> **WHAT TO PRODUCE**:
Format the data from its first line up to and including the line containing "List every instance" as a Markdown table, leaving out blank lines. Use two columns, "No." for the row number and "Text" for the line.

-- start of MATERIAL --

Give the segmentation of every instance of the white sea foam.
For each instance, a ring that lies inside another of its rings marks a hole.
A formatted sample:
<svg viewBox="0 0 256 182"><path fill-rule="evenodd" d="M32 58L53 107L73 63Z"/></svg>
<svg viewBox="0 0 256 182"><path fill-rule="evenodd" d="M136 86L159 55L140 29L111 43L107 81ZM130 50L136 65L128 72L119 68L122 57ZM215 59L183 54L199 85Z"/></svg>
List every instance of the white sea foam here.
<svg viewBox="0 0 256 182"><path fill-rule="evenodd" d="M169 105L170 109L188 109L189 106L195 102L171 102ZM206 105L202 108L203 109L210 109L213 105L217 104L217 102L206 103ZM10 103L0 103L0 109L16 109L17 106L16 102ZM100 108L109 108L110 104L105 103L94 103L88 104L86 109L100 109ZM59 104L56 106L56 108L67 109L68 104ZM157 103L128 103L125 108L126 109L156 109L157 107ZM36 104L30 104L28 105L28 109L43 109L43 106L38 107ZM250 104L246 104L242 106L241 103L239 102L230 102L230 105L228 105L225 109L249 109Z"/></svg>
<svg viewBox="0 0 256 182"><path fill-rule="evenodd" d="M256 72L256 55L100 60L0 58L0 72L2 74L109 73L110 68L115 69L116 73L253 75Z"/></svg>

-- end of MATERIAL --

> **RESPONSE TO THE TASK**:
| No. | Text |
|---|---|
| 1 | Give the segmentation of every instance of the white sea foam. |
| 2 | For each instance, a ring that lies inside another of its rings marks a hole. |
| 3 | A formatted sample: |
| 4 | <svg viewBox="0 0 256 182"><path fill-rule="evenodd" d="M32 58L53 107L73 63Z"/></svg> |
| 5 | <svg viewBox="0 0 256 182"><path fill-rule="evenodd" d="M136 86L159 55L140 29L111 43L107 81ZM130 50L136 65L128 72L119 68L122 57ZM215 59L183 54L199 85Z"/></svg> |
| 6 | List every instance of the white sea foam here. |